Exercise description
The complete data, repeated exactly, should form your response.

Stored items
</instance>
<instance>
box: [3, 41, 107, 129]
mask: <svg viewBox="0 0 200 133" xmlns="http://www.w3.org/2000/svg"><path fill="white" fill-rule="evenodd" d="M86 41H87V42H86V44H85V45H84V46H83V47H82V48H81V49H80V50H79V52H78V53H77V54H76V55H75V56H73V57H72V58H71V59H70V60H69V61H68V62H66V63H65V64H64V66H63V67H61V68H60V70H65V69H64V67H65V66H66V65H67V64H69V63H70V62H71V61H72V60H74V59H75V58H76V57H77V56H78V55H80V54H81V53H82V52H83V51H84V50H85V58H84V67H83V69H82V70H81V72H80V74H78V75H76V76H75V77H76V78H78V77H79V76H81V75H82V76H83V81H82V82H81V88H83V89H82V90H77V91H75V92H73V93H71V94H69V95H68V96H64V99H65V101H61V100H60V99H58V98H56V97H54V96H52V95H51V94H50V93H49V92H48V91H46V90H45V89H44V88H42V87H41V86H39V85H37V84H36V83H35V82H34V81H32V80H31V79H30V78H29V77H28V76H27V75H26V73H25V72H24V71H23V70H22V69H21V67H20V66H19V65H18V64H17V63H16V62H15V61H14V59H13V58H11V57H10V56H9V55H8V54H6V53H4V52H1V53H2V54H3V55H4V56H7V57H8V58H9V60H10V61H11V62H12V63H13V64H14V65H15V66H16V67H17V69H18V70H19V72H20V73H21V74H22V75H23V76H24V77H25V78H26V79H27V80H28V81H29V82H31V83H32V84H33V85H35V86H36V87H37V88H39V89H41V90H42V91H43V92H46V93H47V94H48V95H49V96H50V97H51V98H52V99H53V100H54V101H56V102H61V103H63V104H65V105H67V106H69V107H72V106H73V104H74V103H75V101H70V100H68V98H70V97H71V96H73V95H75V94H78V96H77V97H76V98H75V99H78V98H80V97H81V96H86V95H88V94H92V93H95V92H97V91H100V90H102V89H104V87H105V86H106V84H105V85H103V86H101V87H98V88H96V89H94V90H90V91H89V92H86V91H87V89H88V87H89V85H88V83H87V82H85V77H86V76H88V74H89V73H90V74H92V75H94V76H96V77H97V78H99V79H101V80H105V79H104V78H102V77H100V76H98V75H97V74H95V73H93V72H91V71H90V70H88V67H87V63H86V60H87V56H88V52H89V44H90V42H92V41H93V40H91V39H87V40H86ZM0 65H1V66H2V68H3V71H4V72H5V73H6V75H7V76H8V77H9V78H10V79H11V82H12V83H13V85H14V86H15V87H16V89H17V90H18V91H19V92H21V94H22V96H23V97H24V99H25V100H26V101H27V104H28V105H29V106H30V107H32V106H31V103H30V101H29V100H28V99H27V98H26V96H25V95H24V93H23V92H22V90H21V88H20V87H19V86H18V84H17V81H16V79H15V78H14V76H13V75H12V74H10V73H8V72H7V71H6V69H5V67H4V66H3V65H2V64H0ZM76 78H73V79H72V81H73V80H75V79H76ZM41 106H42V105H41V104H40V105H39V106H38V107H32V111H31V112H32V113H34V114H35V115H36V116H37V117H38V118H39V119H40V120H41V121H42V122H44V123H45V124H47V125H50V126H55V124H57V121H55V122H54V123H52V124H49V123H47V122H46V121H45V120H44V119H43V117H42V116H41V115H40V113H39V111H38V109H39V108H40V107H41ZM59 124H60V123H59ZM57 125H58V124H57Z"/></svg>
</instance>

Completed exercise
</instance>
<instance>
box: [3, 41, 107, 129]
mask: <svg viewBox="0 0 200 133" xmlns="http://www.w3.org/2000/svg"><path fill="white" fill-rule="evenodd" d="M86 41H87V42H86V44H85V45H84V46H83V47H82V48H81V49H80V50H79V52H78V53H77V54H76V55H75V56H73V57H72V58H71V59H70V60H69V61H68V62H66V63H65V64H64V66H63V67H61V68H60V70H65V69H64V67H65V66H66V65H67V64H69V63H70V62H71V61H72V60H74V59H75V58H76V57H77V56H78V55H80V54H81V53H82V52H83V51H84V50H85V58H84V67H83V69H82V70H81V72H80V74H78V75H76V76H75V77H76V78H78V77H79V76H81V75H82V76H83V81H82V82H81V88H83V89H82V90H77V91H75V92H73V93H71V94H69V95H68V96H64V99H65V101H61V100H60V99H58V98H56V97H54V96H52V95H51V94H50V93H49V92H48V91H46V90H45V89H44V88H42V87H41V86H39V85H37V84H36V83H35V82H34V81H32V80H31V79H30V78H29V77H28V76H27V75H26V73H25V72H24V71H23V70H22V69H21V67H20V66H19V65H18V64H17V63H16V62H15V61H14V59H13V58H11V57H10V56H9V55H8V54H6V53H4V52H1V53H2V54H3V55H4V56H7V57H8V58H9V60H10V61H11V62H12V63H13V64H14V65H15V66H16V67H17V69H18V70H19V72H20V73H21V74H22V75H23V76H24V77H25V78H26V79H27V80H28V81H29V82H31V83H32V84H33V85H35V86H36V87H37V88H39V89H41V90H42V91H43V92H46V93H47V94H48V95H49V96H50V97H51V98H52V99H53V100H54V101H56V102H61V103H63V104H65V105H67V106H69V107H72V106H73V104H74V103H75V101H70V100H68V98H70V97H71V96H73V95H75V94H78V96H77V97H76V98H75V99H78V98H80V97H81V96H86V95H88V94H92V93H95V92H97V91H100V90H102V89H104V87H105V86H106V84H105V85H103V86H101V87H98V88H96V89H94V90H90V91H89V92H86V91H87V89H88V87H89V85H88V83H87V82H85V77H86V76H88V74H89V73H90V74H92V75H94V76H96V77H97V78H99V79H101V80H105V79H104V78H102V77H100V76H98V75H97V74H95V73H93V72H91V71H90V70H88V67H87V63H86V60H87V56H88V52H89V44H90V42H92V41H93V40H91V39H87V40H86ZM0 65H1V66H2V68H3V71H4V72H5V73H6V75H7V76H8V77H9V78H10V79H11V82H12V83H13V85H14V86H15V87H16V89H17V90H18V91H19V92H21V94H22V96H23V97H24V99H25V100H26V101H27V104H28V105H29V106H30V107H32V106H31V103H30V101H29V100H28V99H27V98H26V96H25V95H24V93H23V92H22V90H21V88H20V87H19V86H18V84H17V81H16V79H15V78H14V76H13V75H12V74H10V73H8V72H7V71H6V69H5V67H4V66H3V65H2V64H0ZM76 78H73V79H72V81H73V80H75V79H76ZM41 106H42V105H41V104H40V105H39V106H38V107H32V111H31V112H32V113H34V114H35V115H36V116H37V117H38V118H39V119H40V120H41V121H42V122H44V123H45V124H47V125H50V126H55V124H57V121H55V122H54V123H52V124H49V123H47V122H46V121H45V120H44V119H43V117H42V116H41V115H40V113H39V111H38V109H39V108H40V107H41ZM59 124H60V123H59ZM57 125H58V124H57Z"/></svg>
</instance>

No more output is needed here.